**Source material**
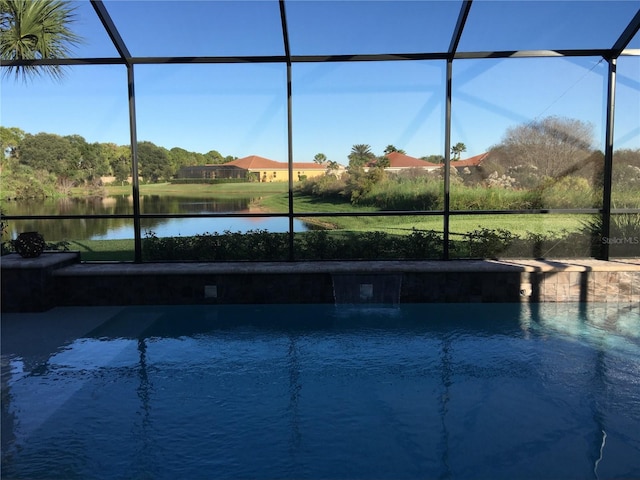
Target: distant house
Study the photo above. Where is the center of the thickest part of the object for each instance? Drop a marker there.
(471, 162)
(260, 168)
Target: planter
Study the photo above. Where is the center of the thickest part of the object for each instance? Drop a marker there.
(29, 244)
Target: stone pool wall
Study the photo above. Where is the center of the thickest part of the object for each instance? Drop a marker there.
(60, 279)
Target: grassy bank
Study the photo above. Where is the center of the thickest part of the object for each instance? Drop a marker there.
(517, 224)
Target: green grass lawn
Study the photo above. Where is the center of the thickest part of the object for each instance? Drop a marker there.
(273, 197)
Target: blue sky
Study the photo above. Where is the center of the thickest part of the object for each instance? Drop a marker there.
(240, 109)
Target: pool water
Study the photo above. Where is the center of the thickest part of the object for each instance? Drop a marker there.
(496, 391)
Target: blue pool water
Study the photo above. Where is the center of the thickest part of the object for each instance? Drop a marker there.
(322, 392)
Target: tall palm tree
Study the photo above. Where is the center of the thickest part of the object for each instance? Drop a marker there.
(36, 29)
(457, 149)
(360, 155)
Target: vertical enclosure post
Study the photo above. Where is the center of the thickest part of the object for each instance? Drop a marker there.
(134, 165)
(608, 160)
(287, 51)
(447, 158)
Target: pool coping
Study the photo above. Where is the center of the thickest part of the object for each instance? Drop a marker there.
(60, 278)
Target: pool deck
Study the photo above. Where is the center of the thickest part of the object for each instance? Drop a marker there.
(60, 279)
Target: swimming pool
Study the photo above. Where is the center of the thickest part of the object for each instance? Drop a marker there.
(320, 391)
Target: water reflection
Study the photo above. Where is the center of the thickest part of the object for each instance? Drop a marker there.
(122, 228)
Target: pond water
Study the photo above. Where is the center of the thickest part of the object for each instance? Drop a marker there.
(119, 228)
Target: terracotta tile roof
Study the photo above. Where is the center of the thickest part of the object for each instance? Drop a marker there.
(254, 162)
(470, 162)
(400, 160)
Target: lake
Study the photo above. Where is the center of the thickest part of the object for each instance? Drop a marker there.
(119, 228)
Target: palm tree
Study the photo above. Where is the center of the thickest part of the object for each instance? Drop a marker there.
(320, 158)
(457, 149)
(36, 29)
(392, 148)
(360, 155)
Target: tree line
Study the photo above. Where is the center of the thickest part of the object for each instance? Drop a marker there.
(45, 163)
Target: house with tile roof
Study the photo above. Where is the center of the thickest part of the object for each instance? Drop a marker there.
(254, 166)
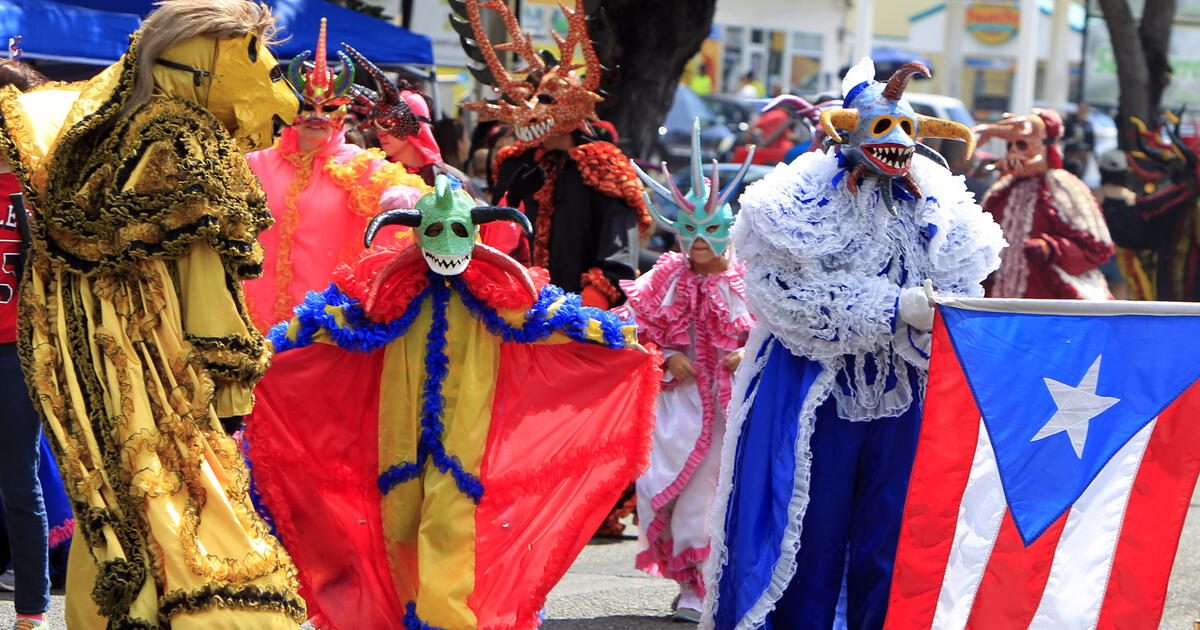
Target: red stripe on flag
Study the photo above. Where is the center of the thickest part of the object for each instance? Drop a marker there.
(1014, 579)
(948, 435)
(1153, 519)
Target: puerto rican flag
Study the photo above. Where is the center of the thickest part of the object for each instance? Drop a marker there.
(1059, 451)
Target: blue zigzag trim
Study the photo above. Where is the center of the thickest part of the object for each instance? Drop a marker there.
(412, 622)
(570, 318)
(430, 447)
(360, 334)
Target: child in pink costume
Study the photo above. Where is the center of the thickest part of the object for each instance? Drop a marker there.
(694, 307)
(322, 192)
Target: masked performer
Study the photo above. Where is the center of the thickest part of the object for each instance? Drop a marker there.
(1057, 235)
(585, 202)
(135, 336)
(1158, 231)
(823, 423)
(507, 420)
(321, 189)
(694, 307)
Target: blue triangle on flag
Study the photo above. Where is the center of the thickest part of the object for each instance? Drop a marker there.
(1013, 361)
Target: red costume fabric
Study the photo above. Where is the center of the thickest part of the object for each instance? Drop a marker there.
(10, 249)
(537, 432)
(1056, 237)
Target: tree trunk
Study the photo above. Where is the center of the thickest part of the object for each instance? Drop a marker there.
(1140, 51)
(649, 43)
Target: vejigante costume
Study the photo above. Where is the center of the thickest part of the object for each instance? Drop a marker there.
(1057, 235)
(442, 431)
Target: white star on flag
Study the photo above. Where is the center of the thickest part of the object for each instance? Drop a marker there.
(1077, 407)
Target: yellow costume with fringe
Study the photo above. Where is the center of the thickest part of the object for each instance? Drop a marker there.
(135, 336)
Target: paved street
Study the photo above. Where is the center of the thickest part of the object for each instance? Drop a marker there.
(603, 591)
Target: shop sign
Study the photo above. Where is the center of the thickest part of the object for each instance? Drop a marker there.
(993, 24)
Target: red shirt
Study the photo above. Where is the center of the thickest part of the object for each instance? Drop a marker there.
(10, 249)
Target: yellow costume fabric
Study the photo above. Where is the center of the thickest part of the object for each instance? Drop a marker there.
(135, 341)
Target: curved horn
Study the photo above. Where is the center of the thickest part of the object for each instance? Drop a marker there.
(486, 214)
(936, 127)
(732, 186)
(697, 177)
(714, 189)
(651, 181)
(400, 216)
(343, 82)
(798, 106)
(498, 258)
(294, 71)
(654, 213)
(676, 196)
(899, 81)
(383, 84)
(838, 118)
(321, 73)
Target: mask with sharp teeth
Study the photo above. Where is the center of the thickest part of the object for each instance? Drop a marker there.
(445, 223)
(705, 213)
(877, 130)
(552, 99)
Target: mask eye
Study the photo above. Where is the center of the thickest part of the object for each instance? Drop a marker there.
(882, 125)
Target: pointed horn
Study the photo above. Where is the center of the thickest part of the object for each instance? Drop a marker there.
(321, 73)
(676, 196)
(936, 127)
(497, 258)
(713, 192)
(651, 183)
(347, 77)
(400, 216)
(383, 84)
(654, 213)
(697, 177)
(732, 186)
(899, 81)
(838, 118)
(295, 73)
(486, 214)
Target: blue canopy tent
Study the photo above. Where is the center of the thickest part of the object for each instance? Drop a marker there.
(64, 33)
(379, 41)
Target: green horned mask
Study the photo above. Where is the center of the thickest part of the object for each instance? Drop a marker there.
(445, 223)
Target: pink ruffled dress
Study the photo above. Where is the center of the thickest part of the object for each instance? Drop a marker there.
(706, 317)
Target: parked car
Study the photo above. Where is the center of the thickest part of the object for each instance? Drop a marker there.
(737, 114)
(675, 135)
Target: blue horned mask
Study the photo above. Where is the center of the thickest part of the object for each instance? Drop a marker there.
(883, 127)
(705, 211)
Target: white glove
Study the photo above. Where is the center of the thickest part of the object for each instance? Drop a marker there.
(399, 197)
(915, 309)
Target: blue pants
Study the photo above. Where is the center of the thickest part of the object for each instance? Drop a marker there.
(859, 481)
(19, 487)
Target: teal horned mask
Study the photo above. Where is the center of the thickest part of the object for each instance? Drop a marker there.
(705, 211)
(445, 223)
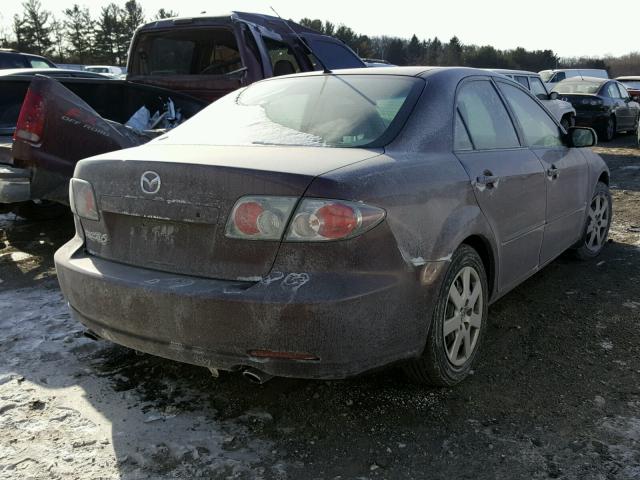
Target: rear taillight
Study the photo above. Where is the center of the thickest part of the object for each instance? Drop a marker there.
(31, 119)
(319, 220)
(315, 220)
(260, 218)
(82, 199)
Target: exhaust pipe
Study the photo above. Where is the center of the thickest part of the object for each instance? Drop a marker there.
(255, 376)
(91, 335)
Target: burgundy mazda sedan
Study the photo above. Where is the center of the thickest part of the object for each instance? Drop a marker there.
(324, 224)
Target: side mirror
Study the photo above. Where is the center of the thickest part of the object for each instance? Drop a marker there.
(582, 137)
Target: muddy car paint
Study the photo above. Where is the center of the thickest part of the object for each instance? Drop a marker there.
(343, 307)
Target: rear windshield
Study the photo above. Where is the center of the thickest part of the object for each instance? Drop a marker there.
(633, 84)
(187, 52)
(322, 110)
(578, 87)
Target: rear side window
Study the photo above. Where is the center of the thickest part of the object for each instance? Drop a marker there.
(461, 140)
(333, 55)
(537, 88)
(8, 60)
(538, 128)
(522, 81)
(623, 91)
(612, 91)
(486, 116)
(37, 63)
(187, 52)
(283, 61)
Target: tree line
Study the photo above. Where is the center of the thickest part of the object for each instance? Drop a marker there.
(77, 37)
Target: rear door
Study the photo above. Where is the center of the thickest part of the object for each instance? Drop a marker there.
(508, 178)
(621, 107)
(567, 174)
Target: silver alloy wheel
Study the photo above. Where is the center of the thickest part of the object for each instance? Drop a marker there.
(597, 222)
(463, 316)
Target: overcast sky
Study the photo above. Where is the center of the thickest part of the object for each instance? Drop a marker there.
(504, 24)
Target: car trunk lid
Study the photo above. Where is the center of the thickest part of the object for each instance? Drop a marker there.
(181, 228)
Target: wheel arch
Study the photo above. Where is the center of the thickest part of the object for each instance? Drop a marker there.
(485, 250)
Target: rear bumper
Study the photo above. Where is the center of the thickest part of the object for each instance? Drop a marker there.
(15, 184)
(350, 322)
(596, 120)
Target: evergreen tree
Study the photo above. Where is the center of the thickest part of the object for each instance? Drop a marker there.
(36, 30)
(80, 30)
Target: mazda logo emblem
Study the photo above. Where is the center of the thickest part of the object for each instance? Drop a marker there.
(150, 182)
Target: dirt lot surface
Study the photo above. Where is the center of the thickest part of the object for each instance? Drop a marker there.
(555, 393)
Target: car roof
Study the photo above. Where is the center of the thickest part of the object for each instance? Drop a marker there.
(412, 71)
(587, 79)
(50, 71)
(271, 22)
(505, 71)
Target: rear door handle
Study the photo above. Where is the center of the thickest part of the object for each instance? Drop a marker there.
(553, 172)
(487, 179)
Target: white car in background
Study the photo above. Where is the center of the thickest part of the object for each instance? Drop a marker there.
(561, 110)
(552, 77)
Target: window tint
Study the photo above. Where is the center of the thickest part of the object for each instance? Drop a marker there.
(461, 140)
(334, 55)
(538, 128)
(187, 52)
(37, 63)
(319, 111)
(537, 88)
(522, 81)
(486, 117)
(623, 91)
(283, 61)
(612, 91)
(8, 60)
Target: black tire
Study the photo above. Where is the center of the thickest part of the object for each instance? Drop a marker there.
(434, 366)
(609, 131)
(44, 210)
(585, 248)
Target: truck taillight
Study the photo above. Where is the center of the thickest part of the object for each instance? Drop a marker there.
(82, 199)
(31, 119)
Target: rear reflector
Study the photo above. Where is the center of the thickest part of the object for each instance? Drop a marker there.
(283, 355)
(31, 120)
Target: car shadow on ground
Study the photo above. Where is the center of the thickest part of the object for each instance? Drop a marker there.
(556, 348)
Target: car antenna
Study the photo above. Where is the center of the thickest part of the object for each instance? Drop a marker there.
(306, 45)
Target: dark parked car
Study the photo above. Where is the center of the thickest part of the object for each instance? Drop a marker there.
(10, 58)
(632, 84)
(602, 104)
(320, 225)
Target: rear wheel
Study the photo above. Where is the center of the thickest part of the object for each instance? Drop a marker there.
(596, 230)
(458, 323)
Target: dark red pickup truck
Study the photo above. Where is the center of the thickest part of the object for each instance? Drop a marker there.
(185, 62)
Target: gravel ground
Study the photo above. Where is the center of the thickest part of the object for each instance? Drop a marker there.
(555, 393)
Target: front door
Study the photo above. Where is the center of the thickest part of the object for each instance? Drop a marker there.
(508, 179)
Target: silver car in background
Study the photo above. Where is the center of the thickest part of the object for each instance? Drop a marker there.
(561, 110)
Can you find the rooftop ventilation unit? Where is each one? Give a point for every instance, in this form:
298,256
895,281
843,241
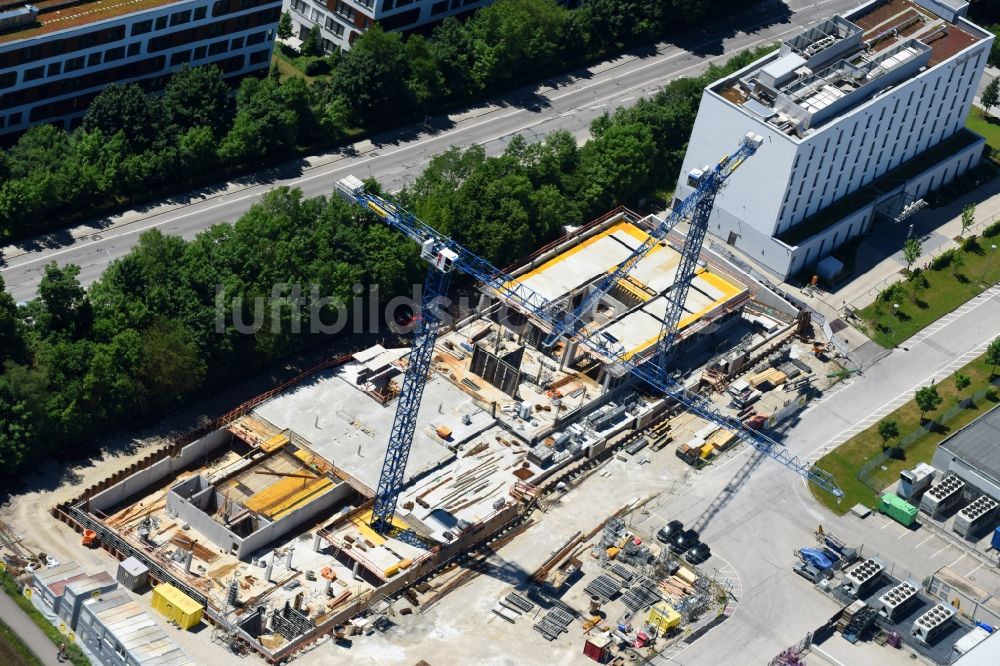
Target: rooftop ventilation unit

**What you will do**
Only the lines from the beginning of the records up to and including the line with "Target: blue sky" should appear, exactly as they are, and no pictures.

**Answer space**
Target: distant house
Study the photo above. Where is the center of the thickest part of the object for each instance? Drop a marker there.
(471, 162)
(260, 168)
Target: planter
Study the photo above. Where is the center of the thickest part of the object for each instance? Drop a marker there.
(29, 244)
Target: stone pool wall
Study the photo above. Where is the center of the thickest part of the object for each instance? Drop a marker there.
(60, 279)
Target: grassy bank
Study the photo above. Where is the center of the thickest part of the object for each instance? Drop a marker there.
(517, 224)
Target: green grass lawn
Study the photo above. Where is the center of the thickest part of the object for each instance? Drop a marker there.
(273, 197)
Target: blue sky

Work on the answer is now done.